Document passage:
⟨

Fear Factor

March 10, 2002

by John K. Bates

On NBC’s terrible show Fear Factor, various contestants of limited intelligence are paraded about in an effort to see how much they will prostitute themselves in order to win money. Week after week, millions sit glued to the television, waiting to see how low Americans will go in order to win a few bucks. All the while, these same people think to themselves they would never, ever, stoop to such levels to get some dough.

Seeing how the country is progressing with the so-called “war on terror,” however, makes Your Humble Columnist wonder. Maybe we aren’t willing to eat worms or have a glass box with rats placed on our heads in order to score some bread. But we sure seem willing to buy into whatever fear the media and government give us, in the hope that we will be safe. Day after day, week after week, Our Benevolent Conservative Federal issues us alerts and warnings designed to make us worry. And the media dutifully follows, convinced that scare tactics sell copy.

There are two recent cases in point:

Last week, word came out that nine of the September 11 hijackers had been flagged by the security systems in place at the time. There were two angles presented with this story. The first was that security failed massively on September 11. The second stated that whatever security is in place now and in the future is susceptible to similar failure. There is no way, so it is said, to make flying 100% safe. Because the federal government cannot completely protect us, we should be constantly afraid of the next terror threat. Some day, some way, it will certainly happen again.

It is interesting that the hijackers flagged on September 11 clearly complied with the federal government standards in place at the time. For those who have forgotten, those standards were designed to prevent a bombing similar to the supposed TWA bombing in 1996. (And for those who have further forgotten, after this event Congress and President Clinton enacted legislation to protect us all. These included the silly questions asked when people check in, as if someone is really going to say, “Oh yes, someone named Mohammed gave me this package to carry on the plane today.”) Note how these regulations never went away even though it was later determined that Flight 800 was not bombed and in fact there was never an actual threat of any plane being bombed. Facts never matter to those who would protect us from phantom threats. And as with most things concerning the federal government, power gained can never, ever be lost. These regulations endure to this day, a testament to silly rules and failed regulations.

⟩

Task 1:
Which numbers does the Fear Factor column write in digits? List each distinct one once.
Task 2:
Carry the Fear Factor column forward from its last sentence.

Stored data:
⟨

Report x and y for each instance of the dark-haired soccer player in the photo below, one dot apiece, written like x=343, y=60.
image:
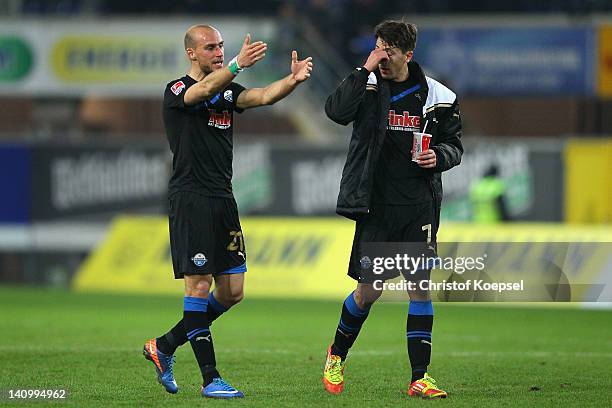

⟩

Final result 1:
10, 2002, 11, 100 (as 100%), 1996, 800

Final result 2:
Regardless, these regulations did work in the sense that they slowed the Saudis who committed acts of terror. But they were just slowed and not stopped. Why? Because the federal guidelines said they should not be. Despite what the media and the government say about that day, the “private” security in place at the time did not fail. Rather, it was the guidelines - not the fact that the Postal Service wasn’t running security - that allowed the perpetrators to get on the plane. Private security did not fail, the federal government failed. And lest anyone think that new guidelines will help, consider there is an element of truth to what the fear-mongers say. For it does not matter what the government does or pretends to do - there is no way to completely eliminate risk. Searching cars, hassling travelers, and fondling cowboy boots will not stop a determined terrorist. The measures needed to prevent another September 11 have already been implemented and there is no further danger of someone commandeering another airplane. But if someone wants to blow up a plane, and is truly determined to do so, they will do it. Period. No government rules or regulations will prevent this. Harsh as it seems, flying inherently involves risk. There is no way to completely eliminate that risk. In that sense, the fear-mongers are indeed correct.

But being correct does not mean that spreading fear is the right policy, and here is where the second story plays in. Our Benevolent Conservative Attorney General this week declared that he is tired that some Americans (including Your Humble Columnist) are getting fed up with the so-called “terror alerts” that the government continues to issue every now and then. The threat to our security is so great, Mr. Ashcroft believes, that “Americans should not expect any relief, possibly for their lifetimes, from a series of high alerts against ongoing threats of terrorism.” For the rest of our lives, we must deal with the fact that we could all be annihilated tomorrow.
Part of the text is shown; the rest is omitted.